DATA PROVIDED —

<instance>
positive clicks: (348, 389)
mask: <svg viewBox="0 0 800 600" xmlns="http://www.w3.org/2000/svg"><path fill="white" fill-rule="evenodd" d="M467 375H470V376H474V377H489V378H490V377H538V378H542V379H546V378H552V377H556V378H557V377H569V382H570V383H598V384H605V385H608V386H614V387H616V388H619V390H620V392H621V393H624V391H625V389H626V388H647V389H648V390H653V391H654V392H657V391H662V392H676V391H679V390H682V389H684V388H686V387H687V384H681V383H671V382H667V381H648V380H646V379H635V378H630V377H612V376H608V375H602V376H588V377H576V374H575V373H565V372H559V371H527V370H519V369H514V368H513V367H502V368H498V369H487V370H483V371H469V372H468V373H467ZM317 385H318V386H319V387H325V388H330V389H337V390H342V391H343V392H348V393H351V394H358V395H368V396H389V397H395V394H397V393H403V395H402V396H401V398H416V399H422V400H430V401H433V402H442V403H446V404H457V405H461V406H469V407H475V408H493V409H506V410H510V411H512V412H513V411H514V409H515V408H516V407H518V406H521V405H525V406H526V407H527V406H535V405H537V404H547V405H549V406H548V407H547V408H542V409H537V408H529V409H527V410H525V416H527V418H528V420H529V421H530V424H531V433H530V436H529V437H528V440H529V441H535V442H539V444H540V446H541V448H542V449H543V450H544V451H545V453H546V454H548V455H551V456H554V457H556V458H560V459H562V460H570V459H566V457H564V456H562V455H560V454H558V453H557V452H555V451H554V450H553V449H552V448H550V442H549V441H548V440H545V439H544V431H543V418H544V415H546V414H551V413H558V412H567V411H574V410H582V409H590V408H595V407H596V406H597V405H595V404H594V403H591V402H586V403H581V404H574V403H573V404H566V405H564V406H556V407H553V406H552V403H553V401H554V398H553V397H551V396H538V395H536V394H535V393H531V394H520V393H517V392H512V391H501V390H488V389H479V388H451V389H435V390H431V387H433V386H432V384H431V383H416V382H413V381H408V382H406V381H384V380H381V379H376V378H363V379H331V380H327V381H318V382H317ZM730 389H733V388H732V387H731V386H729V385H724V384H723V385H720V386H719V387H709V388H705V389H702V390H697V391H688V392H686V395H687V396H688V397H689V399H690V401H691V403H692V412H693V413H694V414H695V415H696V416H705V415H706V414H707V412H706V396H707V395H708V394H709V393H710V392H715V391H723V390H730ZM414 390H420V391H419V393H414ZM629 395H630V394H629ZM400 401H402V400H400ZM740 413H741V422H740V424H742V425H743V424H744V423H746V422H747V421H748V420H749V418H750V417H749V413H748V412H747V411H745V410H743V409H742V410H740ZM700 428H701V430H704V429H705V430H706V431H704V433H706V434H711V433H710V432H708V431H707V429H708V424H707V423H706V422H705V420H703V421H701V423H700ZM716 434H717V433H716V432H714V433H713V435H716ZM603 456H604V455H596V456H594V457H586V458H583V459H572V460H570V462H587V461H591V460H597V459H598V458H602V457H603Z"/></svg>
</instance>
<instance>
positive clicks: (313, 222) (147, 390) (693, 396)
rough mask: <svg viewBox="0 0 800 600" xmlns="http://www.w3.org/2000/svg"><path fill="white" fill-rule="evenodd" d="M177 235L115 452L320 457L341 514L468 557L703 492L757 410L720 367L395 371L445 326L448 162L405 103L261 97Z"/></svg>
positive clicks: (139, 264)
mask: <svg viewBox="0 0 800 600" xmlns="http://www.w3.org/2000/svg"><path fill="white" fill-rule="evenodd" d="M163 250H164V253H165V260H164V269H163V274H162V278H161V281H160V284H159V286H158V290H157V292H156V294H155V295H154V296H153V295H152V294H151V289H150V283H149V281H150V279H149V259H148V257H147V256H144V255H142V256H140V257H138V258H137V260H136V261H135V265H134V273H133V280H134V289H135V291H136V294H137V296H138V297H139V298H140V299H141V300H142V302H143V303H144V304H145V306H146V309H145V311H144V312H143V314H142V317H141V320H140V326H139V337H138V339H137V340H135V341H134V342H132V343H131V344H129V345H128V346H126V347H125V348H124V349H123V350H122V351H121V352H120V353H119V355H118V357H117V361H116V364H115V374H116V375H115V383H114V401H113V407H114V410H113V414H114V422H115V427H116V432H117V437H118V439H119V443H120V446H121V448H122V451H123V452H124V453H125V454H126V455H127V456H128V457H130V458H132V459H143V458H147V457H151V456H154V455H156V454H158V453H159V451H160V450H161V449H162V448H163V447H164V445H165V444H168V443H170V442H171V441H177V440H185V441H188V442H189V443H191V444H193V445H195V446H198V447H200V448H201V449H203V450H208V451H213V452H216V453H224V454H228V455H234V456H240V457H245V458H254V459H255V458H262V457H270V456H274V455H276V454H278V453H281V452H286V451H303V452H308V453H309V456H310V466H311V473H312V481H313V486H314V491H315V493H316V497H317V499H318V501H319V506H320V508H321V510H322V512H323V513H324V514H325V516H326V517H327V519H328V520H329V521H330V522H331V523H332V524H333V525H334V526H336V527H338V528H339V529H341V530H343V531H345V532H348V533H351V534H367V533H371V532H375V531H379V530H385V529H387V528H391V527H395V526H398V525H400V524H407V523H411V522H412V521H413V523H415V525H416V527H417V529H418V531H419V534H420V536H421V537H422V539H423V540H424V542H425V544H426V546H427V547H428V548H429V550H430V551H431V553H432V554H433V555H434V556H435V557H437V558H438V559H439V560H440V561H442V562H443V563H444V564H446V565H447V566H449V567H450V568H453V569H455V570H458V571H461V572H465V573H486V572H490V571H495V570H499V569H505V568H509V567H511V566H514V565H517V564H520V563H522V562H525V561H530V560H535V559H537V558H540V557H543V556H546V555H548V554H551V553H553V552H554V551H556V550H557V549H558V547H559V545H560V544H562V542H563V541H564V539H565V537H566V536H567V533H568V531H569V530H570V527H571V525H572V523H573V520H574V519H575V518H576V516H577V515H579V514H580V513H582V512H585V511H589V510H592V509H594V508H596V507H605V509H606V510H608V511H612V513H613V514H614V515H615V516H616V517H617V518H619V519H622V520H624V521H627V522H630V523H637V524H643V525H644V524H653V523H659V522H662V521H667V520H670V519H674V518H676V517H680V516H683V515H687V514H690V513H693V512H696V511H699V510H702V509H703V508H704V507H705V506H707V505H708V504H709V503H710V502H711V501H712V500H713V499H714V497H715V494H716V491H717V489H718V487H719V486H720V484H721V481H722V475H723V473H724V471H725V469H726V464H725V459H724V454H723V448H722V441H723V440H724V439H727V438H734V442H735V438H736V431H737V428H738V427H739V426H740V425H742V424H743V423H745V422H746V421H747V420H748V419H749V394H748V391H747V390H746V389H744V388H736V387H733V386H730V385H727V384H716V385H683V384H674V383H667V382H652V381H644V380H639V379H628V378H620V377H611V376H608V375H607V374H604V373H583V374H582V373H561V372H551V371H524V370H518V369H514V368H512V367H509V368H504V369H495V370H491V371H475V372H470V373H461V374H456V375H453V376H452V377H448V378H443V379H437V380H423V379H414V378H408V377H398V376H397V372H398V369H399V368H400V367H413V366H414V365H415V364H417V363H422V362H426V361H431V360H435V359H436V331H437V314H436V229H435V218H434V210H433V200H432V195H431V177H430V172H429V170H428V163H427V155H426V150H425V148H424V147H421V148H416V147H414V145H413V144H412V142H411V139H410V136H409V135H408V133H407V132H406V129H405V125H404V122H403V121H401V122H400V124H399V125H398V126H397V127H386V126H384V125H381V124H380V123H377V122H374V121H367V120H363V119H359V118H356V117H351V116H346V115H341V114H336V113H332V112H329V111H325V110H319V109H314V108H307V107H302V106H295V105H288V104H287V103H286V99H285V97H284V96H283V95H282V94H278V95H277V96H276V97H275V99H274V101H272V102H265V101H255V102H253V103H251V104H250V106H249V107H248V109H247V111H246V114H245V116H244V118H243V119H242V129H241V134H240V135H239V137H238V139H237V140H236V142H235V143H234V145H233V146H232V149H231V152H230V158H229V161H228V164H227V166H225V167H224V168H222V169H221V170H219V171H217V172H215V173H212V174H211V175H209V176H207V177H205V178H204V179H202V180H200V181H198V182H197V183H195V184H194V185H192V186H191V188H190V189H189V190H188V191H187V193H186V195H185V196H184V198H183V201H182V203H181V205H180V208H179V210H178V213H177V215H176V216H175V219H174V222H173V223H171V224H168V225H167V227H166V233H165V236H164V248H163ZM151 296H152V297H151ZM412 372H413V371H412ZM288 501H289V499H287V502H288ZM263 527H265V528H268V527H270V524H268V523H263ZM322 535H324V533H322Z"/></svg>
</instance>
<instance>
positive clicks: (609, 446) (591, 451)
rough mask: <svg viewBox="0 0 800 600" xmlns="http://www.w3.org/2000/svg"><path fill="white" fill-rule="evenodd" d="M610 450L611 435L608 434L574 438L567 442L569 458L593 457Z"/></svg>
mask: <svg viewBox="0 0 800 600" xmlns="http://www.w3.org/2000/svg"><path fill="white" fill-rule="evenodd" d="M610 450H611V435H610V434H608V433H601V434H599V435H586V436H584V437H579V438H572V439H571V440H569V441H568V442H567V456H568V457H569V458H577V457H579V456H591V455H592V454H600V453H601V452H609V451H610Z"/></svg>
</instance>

WHAT IS NEEDED — Number of lines above containing "positive": give it, with no other text.

RESPONSE TO THE TASK — 4